Data extract ::
###

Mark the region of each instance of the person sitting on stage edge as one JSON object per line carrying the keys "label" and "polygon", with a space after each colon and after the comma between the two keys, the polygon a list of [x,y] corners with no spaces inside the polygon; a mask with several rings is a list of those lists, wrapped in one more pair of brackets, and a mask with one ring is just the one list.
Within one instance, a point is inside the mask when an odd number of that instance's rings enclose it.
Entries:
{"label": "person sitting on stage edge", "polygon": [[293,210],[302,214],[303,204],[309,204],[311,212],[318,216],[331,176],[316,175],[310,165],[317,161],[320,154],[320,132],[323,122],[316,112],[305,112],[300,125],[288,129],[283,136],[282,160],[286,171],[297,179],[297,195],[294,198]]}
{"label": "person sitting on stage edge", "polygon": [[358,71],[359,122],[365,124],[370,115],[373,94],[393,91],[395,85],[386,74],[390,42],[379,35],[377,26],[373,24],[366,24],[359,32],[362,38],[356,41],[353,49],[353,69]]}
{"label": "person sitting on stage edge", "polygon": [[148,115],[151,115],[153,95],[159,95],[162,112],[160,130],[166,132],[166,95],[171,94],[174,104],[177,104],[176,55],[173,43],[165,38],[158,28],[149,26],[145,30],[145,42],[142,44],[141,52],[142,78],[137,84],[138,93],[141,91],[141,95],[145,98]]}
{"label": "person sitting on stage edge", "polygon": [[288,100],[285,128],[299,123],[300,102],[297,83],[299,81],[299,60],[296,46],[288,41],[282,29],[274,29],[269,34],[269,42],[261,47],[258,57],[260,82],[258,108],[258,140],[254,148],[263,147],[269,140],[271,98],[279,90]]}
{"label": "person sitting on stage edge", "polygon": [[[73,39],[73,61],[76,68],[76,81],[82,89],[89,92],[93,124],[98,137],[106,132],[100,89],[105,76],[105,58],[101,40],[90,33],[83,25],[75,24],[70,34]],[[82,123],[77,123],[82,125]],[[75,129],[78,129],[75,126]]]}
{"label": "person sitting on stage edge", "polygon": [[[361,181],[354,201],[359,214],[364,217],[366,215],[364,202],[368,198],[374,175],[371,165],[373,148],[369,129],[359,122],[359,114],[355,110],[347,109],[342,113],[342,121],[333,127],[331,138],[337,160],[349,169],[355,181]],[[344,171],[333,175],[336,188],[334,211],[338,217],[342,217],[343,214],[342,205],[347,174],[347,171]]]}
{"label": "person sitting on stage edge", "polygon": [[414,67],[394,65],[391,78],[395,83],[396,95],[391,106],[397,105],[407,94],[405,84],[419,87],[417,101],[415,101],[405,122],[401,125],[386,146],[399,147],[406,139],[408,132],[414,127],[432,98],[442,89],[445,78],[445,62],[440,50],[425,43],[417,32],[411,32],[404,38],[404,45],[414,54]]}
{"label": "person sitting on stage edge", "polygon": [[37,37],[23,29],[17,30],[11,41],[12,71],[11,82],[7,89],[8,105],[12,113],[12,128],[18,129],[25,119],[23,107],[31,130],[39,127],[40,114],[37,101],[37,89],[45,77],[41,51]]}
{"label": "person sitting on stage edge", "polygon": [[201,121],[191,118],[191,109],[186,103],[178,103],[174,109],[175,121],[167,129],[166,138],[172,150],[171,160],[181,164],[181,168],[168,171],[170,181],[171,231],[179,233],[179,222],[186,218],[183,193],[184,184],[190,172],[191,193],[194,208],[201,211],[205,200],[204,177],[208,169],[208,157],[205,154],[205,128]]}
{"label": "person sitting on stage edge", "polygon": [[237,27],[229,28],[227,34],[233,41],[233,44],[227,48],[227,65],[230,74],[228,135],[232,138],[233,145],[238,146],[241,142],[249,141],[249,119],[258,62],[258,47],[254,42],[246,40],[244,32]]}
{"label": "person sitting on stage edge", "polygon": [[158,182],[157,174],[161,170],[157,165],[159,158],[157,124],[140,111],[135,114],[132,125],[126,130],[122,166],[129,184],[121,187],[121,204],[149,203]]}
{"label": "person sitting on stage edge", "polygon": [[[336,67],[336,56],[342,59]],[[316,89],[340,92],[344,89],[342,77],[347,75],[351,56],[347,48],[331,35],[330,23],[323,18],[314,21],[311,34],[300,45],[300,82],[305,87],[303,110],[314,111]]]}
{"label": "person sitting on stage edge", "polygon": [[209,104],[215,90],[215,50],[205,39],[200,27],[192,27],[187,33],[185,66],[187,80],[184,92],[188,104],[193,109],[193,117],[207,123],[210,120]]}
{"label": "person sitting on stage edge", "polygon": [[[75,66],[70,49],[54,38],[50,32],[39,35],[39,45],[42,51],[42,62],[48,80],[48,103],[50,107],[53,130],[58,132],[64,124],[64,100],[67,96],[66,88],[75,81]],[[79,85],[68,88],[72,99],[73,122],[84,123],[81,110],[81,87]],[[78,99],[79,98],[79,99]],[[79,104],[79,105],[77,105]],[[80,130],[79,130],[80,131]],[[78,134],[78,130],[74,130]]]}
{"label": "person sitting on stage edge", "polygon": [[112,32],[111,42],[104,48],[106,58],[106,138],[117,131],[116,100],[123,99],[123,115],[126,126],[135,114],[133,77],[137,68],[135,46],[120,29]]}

###

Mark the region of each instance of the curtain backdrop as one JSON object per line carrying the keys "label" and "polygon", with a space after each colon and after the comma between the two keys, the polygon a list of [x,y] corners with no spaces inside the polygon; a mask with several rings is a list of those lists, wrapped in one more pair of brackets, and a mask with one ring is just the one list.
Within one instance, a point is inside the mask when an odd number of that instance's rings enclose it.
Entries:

###

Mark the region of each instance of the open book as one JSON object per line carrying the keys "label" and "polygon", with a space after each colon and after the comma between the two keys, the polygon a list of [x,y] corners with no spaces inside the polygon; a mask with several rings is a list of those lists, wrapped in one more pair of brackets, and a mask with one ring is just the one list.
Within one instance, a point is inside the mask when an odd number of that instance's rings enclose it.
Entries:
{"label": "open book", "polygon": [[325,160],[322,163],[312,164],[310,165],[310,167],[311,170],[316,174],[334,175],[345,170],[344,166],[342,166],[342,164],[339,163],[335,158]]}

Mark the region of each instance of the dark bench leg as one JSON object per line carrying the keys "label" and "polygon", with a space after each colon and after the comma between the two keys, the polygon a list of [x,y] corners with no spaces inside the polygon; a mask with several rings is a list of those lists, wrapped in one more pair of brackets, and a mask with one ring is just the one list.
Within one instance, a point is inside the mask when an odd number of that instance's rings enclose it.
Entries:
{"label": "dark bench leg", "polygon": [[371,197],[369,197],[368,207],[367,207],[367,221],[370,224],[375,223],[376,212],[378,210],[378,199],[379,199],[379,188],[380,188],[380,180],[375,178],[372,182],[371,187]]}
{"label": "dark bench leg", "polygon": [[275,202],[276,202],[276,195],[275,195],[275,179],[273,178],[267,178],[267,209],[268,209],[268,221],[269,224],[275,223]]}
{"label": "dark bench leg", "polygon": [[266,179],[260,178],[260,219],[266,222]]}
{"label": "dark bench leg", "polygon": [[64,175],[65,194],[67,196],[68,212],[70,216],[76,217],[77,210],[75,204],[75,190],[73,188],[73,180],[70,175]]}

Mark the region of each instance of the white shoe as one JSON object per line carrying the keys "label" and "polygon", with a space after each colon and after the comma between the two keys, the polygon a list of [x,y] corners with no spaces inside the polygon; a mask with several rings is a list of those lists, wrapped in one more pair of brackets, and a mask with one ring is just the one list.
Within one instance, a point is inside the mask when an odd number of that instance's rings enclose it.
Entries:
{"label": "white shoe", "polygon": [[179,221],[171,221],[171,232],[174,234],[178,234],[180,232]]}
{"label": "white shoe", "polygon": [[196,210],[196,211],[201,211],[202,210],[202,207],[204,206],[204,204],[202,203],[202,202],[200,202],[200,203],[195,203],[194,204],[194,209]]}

###

Show each line of the records above that contains the word "book", copied in full.

Final result ::
Mark the region of each instance of the open book as one JSON object per line carrying the keys "label" and "polygon", with a space after each colon and after the comma between the two keys, the polygon a list of [x,y] corners with no spaces inside the polygon; a mask with several rings is a list of those lists, wrapped in one more pair of brackets, and a mask with one ring is just the one list.
{"label": "open book", "polygon": [[325,160],[322,163],[312,164],[310,165],[310,167],[311,170],[316,174],[334,175],[345,170],[344,166],[342,166],[342,164],[339,163],[335,158]]}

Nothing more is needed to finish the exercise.